● **PROBLEM STATEMENT**:
Return the exact lines spanning from the line with "the goose beak" through the last line of the entries, boundaries included, and no others.

[Start of section]

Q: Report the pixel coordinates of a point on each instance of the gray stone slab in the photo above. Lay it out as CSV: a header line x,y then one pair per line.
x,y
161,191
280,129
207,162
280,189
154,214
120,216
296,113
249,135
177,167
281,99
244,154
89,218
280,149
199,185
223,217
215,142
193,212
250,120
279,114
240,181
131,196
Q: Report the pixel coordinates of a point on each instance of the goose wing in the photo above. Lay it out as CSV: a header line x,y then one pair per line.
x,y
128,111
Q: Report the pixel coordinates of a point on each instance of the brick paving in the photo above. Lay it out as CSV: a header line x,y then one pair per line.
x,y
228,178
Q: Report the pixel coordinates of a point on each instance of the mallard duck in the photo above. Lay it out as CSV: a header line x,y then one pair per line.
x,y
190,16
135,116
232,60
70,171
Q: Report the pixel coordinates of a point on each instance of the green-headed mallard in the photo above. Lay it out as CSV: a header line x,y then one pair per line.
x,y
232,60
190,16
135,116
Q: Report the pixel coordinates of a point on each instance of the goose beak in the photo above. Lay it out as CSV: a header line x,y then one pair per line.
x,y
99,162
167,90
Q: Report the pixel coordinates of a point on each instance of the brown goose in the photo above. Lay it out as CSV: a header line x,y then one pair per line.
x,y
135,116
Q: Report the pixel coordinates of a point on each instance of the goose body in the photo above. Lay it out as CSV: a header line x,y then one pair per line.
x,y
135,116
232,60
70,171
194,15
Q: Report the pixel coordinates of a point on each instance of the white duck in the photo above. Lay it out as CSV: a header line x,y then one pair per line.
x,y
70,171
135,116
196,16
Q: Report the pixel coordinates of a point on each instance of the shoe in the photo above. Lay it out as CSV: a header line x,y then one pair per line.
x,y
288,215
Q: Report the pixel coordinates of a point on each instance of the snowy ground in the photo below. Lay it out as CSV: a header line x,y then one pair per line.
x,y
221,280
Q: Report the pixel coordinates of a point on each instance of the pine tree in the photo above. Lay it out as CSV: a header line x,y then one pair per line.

[End of section]

● **ANSWER**:
Q: Report the pixel coordinates of a point on each instance of the goose beak in the photo above. Lay it out as CSV: a header line x,y then one pair per line.
x,y
99,162
167,90
Q: Report the pixel coordinates of a point on each instance of the brown goose in the photo above. Lay it out as CSV: a header line x,y then one pair per line.
x,y
135,116
Q: Report the pixel coordinates of a point on each instance of the goose body in the photo above. Lay it out as CSV: a header line x,y then one pair per line.
x,y
135,116
232,60
70,171
194,15
Q: Report the pixel coordinates of a point on each instance of the white duck in the photo above. Lay it out as CSV: a header line x,y then one pair per line.
x,y
70,171
135,116
196,16
Q: Report the pixel coordinates of a point on each instance of the shoe in the photo above. Lay it out as CSV: a header line x,y then one pair per line.
x,y
288,215
Q: Report the pixel coordinates of a point on each instance of the snowy ground in the photo below. Lay it out as CSV: a header line x,y then one pair per line.
x,y
221,280
Q: Report the pixel coordinates of a point on each instance of the pine tree in the photo above. Lay it out as CSV: a header line x,y then one pair per line.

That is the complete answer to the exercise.